§ WHAT THE TASK ASKS
Count the lines in the records that contain the word "cliff", and reply with that number alone.
- - - - - - -
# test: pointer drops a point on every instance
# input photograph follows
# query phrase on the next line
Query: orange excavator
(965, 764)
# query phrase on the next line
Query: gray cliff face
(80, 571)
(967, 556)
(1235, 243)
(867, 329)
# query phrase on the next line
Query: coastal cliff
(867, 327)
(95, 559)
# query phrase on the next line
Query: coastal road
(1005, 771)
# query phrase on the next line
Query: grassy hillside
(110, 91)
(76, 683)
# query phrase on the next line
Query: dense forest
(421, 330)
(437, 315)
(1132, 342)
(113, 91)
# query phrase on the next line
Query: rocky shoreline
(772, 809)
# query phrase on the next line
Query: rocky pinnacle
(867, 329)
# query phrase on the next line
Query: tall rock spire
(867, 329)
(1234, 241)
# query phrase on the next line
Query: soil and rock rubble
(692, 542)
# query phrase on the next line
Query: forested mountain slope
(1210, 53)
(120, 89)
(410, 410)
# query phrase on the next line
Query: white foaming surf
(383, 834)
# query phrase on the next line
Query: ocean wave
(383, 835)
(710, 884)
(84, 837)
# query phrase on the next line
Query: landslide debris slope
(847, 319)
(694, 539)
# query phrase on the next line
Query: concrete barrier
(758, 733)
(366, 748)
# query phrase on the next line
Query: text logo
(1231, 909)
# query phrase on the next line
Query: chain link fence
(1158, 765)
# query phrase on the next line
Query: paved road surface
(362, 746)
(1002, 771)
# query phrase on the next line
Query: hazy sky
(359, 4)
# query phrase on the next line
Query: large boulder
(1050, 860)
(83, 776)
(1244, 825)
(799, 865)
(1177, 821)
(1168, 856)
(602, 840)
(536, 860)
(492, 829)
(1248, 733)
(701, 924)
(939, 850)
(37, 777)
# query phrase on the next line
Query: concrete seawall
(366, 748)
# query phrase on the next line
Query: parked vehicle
- - - - - - -
§ SOLUTION
2